• **Given text**:
Dave Canales (born May 7, 1981) is an American football coach who is the offensive coordinator for the Tampa Bay Buccaneers of the National Football League (NFL). He was also an assistant coach for the Seattle Seahawks from 2010 to 2022.

Early life and playing career
A native of Harbor City, California, Canales attended Carson High School in Carson, California, where he played wide receiver and defensive back. He played college football at Azusa Pacific University, then a NAIA program in Azusa, California. In his college career, Canales recorded 27 receptions for 293 yards and one touchdown. He graduated in 2002 from Azusa Pacific with a degree in business administration.

Coaching career
Canales began his coaching career serving as the head coach and offensive coordinator of the freshman/sophomore team at his alma mater, Carson High School from 2004-2005.

College

El Camino College
Canales made the jump to college coaching in 2006 - joining El Camino (Calif.) College, where he served as tight ends coach and special teams coordinator in his first year, before transitioning to quarterbacks coach in his final season (2007-2008). During his tenure, the school won the California Community College State Championship in 2006 and also secured two Mission Conference titles.

USC
During his time at El Camino College, Canales formed a relationship with Pete Carroll, the head coach of the USC Trojans. In 2009, Canales joined Carroll at USC, where he served as an assistant strength coach for one season.

• **Exercise instructions**:
Write the next part of the Dave Canales biography, picking up after its final sentence. The items come from a separate source.

• **Items on locating named things**:
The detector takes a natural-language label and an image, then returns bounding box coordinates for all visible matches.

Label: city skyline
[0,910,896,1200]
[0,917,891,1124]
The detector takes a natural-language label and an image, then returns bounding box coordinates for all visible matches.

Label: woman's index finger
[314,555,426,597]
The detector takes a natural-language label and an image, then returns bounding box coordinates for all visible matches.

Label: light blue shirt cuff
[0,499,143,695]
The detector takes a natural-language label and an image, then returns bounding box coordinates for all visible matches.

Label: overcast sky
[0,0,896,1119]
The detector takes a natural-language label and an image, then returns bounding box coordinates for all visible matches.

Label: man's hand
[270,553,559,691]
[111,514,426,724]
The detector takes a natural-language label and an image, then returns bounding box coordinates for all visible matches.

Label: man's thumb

• **Answer below**:
National Football League

Seattle Seahawks
In 2010, Canales followed Carroll after the latter's acceptance of the Seattle Seahawks' head coaching position. He won his first Super Bowl title when the Seahawks defeated the Denver Broncos in Super Bowl XLVIII. Canales spent 13 years with the Seahawks, serving in a variety of capacities on the offensive side of the staff. From 2010 through 2017, Canales served as wide receivers coach, before taking on the roles of quarterbacks coach and passing game coordinator from 2018 through 2022. Canales was credited with assisting in the resurgence of quarterback Geno Smith's career. In the 2022 season, Smith was highly effective as the team's starting quarterback and was named NFL Comeback Player of the Year, while also earning his first Pro Bowl appearance.

Tampa Bay Buccaneers
On February 16, 2023, Canales was hired by the Tampa Bay Buccaneers as their offensive coordinator under head coach Todd Bowles.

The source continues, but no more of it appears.